## PROVIDED DATA
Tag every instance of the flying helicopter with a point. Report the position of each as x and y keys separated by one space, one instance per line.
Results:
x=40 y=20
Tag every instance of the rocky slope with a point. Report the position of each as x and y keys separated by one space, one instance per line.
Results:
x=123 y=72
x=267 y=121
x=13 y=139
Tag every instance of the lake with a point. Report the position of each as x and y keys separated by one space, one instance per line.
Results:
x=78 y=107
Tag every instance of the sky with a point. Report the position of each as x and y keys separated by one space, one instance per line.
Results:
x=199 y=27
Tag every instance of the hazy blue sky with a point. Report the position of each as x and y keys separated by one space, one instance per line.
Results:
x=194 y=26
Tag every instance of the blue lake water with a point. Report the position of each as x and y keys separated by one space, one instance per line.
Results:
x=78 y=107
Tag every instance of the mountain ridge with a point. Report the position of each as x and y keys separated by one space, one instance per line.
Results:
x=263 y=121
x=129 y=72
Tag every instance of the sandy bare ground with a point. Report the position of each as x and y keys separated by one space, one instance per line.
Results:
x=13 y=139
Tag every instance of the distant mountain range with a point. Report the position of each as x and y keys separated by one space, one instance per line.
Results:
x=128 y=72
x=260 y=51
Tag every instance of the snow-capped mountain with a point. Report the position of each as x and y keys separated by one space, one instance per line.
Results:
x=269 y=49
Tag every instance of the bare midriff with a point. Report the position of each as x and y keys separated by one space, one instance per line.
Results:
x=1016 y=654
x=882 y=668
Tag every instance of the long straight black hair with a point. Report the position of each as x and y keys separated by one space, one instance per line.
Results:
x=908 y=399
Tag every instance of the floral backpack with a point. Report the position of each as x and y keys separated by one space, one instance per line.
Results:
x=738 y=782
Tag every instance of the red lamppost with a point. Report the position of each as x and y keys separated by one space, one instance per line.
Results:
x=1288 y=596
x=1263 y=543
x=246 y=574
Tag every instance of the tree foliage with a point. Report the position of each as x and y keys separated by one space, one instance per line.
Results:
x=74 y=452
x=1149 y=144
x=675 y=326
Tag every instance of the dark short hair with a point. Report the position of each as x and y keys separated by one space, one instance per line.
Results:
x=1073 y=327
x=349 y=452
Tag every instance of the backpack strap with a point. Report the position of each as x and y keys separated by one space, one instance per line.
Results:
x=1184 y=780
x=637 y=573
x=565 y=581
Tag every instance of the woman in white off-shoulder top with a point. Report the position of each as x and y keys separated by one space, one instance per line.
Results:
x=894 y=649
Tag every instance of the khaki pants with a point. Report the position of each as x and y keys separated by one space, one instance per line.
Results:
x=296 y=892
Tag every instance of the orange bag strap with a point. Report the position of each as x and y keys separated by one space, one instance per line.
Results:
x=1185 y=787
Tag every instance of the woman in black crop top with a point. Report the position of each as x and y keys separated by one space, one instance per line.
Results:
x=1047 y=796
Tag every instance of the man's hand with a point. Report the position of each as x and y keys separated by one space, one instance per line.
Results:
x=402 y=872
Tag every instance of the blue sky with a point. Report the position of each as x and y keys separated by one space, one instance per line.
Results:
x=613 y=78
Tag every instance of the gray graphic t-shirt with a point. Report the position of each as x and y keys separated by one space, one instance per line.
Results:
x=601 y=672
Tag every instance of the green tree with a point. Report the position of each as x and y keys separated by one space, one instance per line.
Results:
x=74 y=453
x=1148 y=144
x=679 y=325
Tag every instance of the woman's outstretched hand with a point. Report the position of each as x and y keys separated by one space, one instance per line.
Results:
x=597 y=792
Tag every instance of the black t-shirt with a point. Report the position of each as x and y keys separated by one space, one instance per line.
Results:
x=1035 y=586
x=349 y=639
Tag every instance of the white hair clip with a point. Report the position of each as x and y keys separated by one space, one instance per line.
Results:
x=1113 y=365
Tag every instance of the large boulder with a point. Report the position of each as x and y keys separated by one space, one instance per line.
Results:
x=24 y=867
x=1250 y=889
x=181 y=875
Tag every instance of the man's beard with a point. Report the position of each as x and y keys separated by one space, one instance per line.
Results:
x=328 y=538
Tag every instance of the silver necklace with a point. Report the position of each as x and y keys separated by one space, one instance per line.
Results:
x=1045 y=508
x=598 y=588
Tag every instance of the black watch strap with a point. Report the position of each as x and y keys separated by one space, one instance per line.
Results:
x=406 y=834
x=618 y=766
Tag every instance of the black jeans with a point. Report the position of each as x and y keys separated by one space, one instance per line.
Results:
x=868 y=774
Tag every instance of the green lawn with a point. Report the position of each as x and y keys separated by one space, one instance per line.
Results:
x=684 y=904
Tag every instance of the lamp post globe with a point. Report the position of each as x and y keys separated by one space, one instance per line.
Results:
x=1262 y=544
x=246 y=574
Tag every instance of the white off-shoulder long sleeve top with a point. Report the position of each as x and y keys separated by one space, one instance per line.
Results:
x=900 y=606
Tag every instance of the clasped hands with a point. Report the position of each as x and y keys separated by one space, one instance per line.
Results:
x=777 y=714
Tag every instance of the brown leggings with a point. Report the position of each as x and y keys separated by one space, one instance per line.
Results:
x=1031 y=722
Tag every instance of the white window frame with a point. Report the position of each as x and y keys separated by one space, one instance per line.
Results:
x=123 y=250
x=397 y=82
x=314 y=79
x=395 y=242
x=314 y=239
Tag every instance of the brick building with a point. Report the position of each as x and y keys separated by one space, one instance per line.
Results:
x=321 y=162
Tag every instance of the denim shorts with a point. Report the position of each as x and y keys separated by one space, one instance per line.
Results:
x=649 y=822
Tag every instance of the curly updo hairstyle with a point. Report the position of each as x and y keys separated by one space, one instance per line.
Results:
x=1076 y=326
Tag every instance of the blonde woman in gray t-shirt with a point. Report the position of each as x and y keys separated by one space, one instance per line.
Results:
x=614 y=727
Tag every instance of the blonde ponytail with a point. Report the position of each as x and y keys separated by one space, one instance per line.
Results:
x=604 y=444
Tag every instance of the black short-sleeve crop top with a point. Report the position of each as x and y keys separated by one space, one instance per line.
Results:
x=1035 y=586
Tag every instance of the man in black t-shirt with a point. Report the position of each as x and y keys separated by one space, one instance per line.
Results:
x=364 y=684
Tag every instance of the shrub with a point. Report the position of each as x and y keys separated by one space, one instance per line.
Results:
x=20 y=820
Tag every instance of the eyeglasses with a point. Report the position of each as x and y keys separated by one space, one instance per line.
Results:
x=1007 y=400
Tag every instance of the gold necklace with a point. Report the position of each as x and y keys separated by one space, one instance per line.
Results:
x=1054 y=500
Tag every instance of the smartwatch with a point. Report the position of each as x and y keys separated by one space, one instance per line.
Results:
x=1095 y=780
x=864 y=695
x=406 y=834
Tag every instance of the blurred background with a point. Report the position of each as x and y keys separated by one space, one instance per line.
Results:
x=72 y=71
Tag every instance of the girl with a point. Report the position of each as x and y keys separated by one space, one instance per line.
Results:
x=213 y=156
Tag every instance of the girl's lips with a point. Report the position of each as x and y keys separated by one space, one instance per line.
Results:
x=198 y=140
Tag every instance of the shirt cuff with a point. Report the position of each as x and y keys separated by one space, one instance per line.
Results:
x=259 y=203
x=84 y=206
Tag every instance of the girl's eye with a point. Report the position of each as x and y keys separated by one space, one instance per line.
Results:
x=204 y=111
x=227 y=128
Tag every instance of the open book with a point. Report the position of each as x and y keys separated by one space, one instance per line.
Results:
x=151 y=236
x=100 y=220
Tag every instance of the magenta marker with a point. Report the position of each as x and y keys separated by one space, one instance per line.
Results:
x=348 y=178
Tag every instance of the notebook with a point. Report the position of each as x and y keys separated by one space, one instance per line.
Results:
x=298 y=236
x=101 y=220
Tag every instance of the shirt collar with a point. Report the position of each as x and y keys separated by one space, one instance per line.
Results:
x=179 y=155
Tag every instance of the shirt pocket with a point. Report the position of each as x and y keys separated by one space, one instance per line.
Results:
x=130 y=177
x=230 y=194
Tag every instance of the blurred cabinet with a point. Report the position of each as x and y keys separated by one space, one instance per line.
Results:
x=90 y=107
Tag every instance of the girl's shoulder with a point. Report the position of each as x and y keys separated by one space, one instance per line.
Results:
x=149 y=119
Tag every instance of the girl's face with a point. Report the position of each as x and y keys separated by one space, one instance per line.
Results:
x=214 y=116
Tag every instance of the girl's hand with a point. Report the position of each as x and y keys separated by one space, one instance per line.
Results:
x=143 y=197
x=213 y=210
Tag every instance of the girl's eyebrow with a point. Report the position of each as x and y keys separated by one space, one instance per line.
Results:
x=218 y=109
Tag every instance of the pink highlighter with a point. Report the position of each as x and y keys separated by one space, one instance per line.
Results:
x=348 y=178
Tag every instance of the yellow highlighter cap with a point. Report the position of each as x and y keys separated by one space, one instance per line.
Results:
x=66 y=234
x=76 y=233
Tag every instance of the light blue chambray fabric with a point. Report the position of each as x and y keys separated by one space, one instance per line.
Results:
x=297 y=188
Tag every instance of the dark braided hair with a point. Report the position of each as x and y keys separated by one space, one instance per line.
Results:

## REQUIRED WORK
Find and copy each line above that includes the string "dark".

## EXERCISE OUTPUT
Tag every instance of the dark short hair with a point. Report the position of each as x and y keys separated by one space, one instance per line.
Tag every instance of the dark braided hair with a point. Report the position of each as x and y keys separated by one space, one instance per line.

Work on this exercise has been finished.